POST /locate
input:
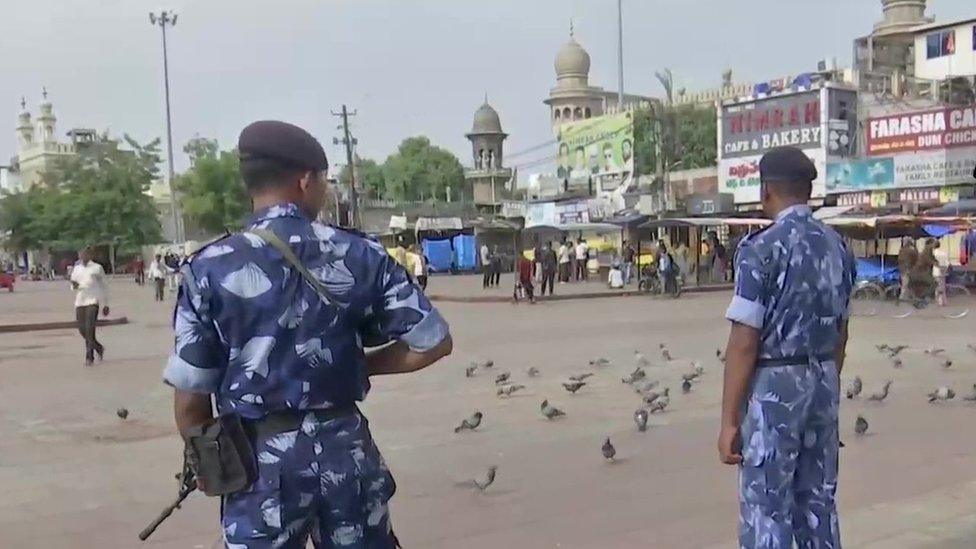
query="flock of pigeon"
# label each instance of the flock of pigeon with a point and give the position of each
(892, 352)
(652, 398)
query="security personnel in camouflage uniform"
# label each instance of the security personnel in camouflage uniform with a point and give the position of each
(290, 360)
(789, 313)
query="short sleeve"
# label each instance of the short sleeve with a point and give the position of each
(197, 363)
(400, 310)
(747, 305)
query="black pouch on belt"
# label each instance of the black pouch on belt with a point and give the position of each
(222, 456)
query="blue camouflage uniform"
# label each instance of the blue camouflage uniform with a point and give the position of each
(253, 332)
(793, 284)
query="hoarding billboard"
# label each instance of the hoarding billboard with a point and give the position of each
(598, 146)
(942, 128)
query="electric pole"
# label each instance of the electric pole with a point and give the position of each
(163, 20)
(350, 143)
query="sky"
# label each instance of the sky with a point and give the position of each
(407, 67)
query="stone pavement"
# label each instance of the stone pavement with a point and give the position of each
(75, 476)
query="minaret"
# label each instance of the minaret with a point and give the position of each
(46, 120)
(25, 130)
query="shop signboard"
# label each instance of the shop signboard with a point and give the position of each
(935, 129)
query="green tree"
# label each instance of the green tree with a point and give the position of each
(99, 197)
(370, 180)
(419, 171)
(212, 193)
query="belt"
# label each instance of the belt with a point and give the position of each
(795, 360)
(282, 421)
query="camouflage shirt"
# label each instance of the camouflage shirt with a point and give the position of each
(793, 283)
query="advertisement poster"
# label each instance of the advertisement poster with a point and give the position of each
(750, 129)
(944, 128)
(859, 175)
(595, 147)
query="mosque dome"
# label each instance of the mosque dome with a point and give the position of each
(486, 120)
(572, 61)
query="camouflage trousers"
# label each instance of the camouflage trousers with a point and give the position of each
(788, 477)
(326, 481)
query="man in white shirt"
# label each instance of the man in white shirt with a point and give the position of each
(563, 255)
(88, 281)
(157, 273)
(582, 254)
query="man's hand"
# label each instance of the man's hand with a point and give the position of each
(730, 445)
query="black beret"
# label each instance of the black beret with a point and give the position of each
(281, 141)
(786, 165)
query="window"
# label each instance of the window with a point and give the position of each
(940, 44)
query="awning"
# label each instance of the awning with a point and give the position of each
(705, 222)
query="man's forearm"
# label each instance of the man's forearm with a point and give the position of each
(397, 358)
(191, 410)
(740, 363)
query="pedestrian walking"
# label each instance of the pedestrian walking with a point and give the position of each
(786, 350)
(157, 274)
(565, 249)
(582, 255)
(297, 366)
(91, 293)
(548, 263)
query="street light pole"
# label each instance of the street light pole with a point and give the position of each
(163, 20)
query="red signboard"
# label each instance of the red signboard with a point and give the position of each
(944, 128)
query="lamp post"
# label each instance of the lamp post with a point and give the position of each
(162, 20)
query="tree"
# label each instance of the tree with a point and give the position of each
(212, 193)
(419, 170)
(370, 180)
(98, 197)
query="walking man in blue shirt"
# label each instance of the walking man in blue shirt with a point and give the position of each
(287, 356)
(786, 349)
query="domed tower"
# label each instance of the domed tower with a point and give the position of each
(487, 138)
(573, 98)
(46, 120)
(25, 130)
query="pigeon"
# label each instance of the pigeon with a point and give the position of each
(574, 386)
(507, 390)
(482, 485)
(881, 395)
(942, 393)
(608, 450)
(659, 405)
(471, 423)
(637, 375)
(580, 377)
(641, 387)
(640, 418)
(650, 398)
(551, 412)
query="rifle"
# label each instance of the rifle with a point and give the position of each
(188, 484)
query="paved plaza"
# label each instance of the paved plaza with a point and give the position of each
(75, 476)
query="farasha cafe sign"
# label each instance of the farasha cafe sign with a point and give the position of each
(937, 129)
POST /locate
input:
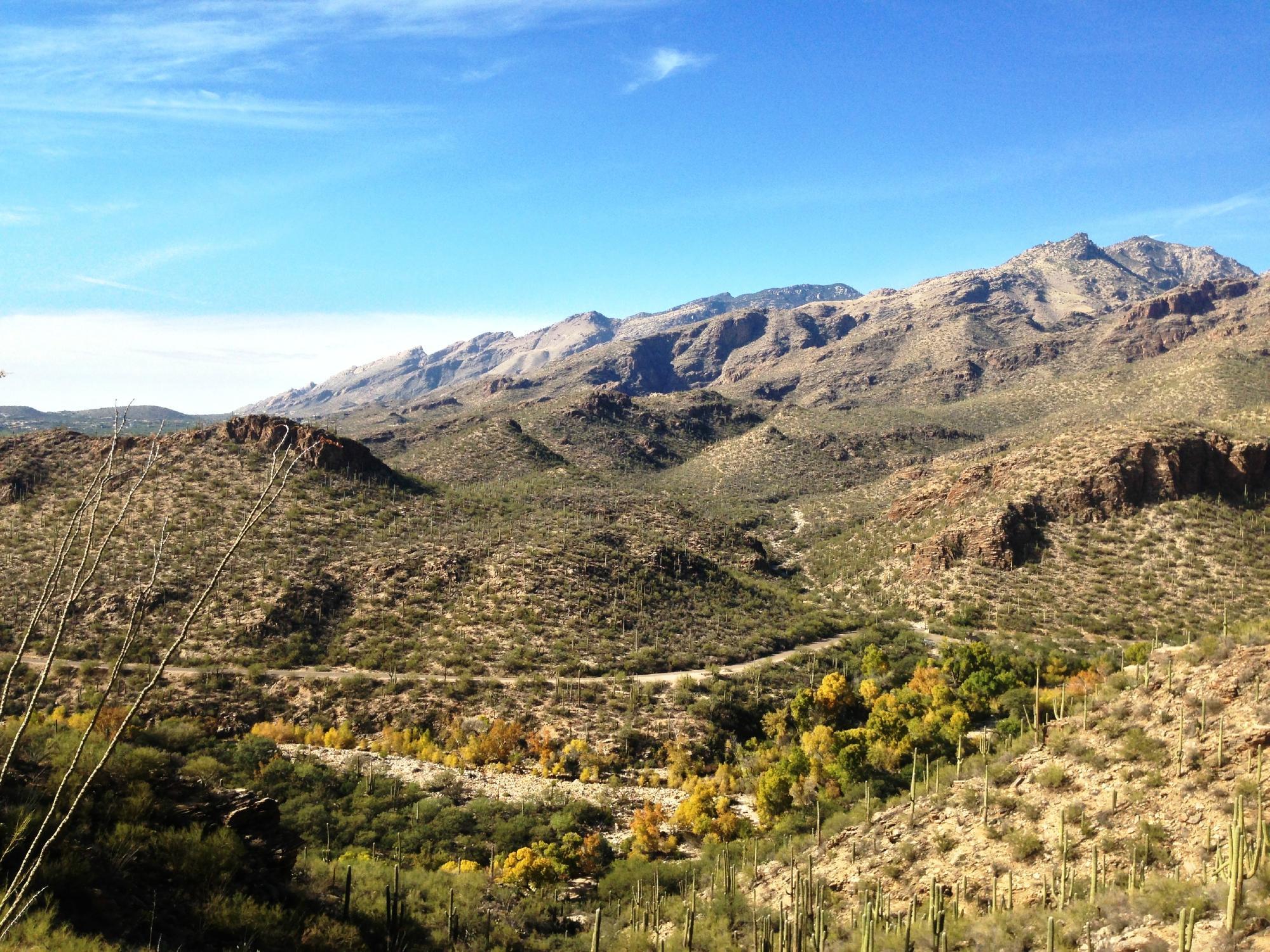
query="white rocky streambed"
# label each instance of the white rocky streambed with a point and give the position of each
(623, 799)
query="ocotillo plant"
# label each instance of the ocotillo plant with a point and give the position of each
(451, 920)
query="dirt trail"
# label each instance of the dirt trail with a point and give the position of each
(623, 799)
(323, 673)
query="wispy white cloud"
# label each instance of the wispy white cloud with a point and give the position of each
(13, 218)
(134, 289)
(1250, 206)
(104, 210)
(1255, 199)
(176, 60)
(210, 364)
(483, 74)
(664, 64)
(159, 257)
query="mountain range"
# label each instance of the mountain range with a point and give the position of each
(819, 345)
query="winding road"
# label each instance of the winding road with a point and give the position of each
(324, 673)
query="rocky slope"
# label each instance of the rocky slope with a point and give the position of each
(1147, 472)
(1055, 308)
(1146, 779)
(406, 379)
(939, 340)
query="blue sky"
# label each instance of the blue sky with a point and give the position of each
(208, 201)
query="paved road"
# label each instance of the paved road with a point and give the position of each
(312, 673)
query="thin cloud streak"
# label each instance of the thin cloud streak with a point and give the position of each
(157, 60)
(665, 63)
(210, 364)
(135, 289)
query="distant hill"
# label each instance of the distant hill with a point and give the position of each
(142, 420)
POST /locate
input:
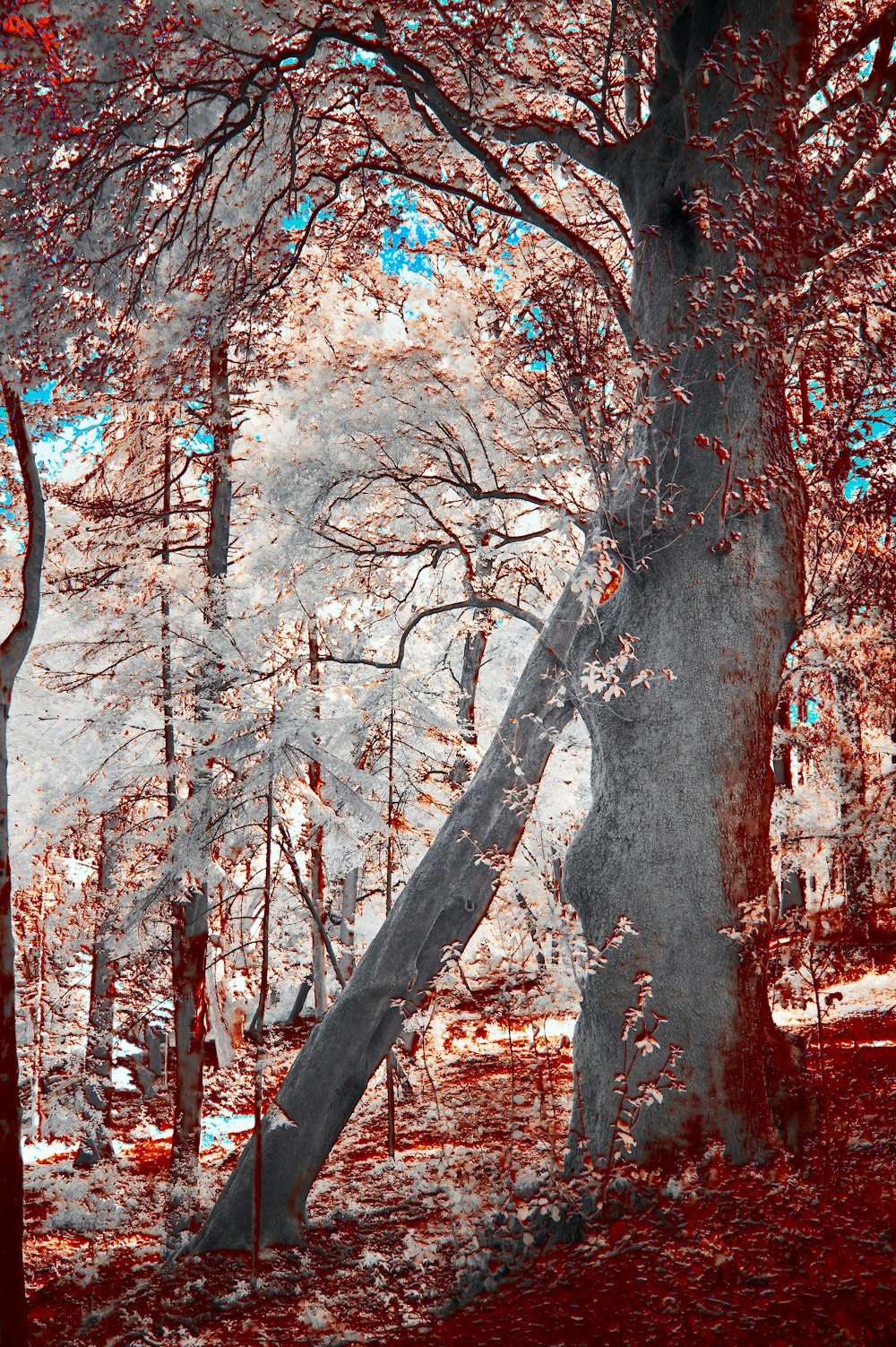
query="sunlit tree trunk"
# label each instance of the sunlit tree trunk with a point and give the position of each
───
> **Directive**: Every record above should come back exactly, but without its pictures.

> **Finished exercise**:
POST /locate
input:
query="flock of pigeon"
# label each instance of the flock of pigeon with a point and give the position of each
(892, 352)
(652, 398)
query="security personnel in camouflage uniform"
# label each instance of the security personnel in camouflage uniform with a point and give the position of each
(290, 360)
(789, 313)
query="short sleeve"
# label each instance of the short sleeve with a point and give the position of each
(197, 363)
(400, 310)
(747, 305)
query="black pouch on belt"
# label each instance of the black pouch on belt with a point and give the position of each
(222, 456)
query="blue camouflage uniform"
# label each instance of the blue camouflage uniform with a point and give the position of each
(253, 332)
(793, 284)
query="hoarding billboard"
# label each instance of the hoarding billboard with a point and give the position of each
(598, 146)
(942, 128)
query="electric pole"
# label each instance of the electric pole with a point and give the position of each
(163, 20)
(350, 143)
query="sky"
# label each instance of the sky with a point and give the position of each
(407, 67)
query="stone pavement"
# label each instance of the stone pavement with a point and give the position of each
(75, 476)
query="minaret"
# label each instance of the minaret with a point and give the position of each
(46, 120)
(25, 130)
query="shop signboard"
# label each instance of the shop signboard with a point and give the position of each
(935, 129)
query="green tree"
# label each instance of the green tree with a point and give the position of each
(99, 197)
(370, 180)
(419, 171)
(212, 193)
query="belt"
# label each instance of the belt with a point and give the position of each
(795, 360)
(282, 421)
query="camouflage shirt"
# label each instance of the camouflage shirt with a point and give the position of each
(793, 283)
query="advertisement poster"
# label each instance of the advertisement poster with a point and give the position of each
(750, 129)
(944, 128)
(859, 175)
(595, 147)
query="mosque dome"
# label each instance of the mosque dome with a point and give the position of each
(486, 120)
(572, 61)
query="camouflage trousers"
# label each instance of the camouflage trousers with a point and give the position of each
(788, 477)
(326, 481)
query="man in white shirt"
# label each instance of the man in white shirt with a point and give the position of each
(563, 255)
(88, 281)
(157, 273)
(582, 254)
query="man's hand"
# label each instance of the man's hand with a point and give the position of each
(730, 445)
query="black beret"
# label each instance of the black beret with a point and give the position of each
(281, 141)
(786, 165)
query="window"
# label each instance of the window with a point and give the position of each
(940, 44)
query="awning"
# label each instance of the awning with a point and give the position of each
(705, 222)
query="man's forearm"
# label each instance of the man's forearm with a point and give the position of each
(397, 358)
(191, 410)
(740, 363)
query="pedestrian walking"
# label each instance of the pedestrian walking with a point and give the position of each
(786, 350)
(157, 274)
(565, 249)
(582, 255)
(297, 366)
(91, 293)
(548, 263)
query="street light pole"
# label each instance of the street light pole with a point and give the position of each
(163, 20)
query="red signboard"
# label each instance of the red signboard with a point and give the position of each
(944, 128)
query="lamp post"
# label each instance of the lamp post with a point and give the position of each
(162, 20)
query="tree"
# label each instance of the tree with a point and give the position of each
(212, 193)
(419, 170)
(370, 180)
(98, 197)
query="walking man in blue shirt"
# label each instance of the walking man in blue shirt with a point and give the position of each
(287, 356)
(786, 349)
query="domed tower"
# label each instance of the domed tower with a point and give the position of each
(487, 138)
(573, 98)
(46, 120)
(25, 130)
query="pigeon"
# label each instance of the pigeon with a point and give the position of each
(574, 386)
(507, 390)
(482, 485)
(881, 395)
(942, 393)
(608, 450)
(659, 405)
(471, 423)
(637, 375)
(580, 377)
(641, 387)
(640, 418)
(650, 398)
(551, 412)
query="rifle"
# label each instance of the rifle with a point and give the position of each
(188, 484)
query="paved plaza"
# label each instance of the paved plaza with a point and give the position of each
(75, 476)
query="farasha cafe sign"
# label each instance of the farasha cafe sign with a point and give the position of each
(937, 129)
POST /locate
input:
query="white rocky streambed"
# label each instance of the white rocky streambed with a point and give the position of each
(623, 799)
query="ocotillo plant"
# label each instance of the ocotillo plant with a point and give the position of each
(451, 920)
query="dirt trail"
# label each instance of the dirt trail with a point and give the position of each
(623, 799)
(323, 673)
query="wispy white cloud"
# label each instance of the wispy white cloud with a point and give the position of each
(13, 218)
(134, 289)
(1250, 206)
(104, 210)
(1255, 199)
(176, 60)
(210, 364)
(483, 74)
(664, 64)
(159, 257)
query="mountain range"
# label each instance of the mountain range with a point and give the position of each
(819, 345)
query="winding road"
# label each instance of the winding road with a point and give the position of each
(324, 673)
query="rocky slope"
# label each instance of the rocky slope with a point and give the position of each
(1147, 472)
(1055, 308)
(1146, 779)
(406, 379)
(939, 340)
query="blue sky"
# label each instance of the blue sky with a point and give the position of each
(208, 201)
query="paved road"
# label each instance of the paved road with a point and give the position of each
(312, 673)
query="thin cloud streak"
# label each instance of the thin cloud streak with a point and give the position of each
(157, 60)
(665, 63)
(210, 364)
(135, 289)
query="distant hill"
# label each instance of the distant hill with a point and give the position of each
(142, 420)
POST /locate
input:
query="sunlit tree trunk"
# label each instance of the sunlit tree trunk with a point and give the position of each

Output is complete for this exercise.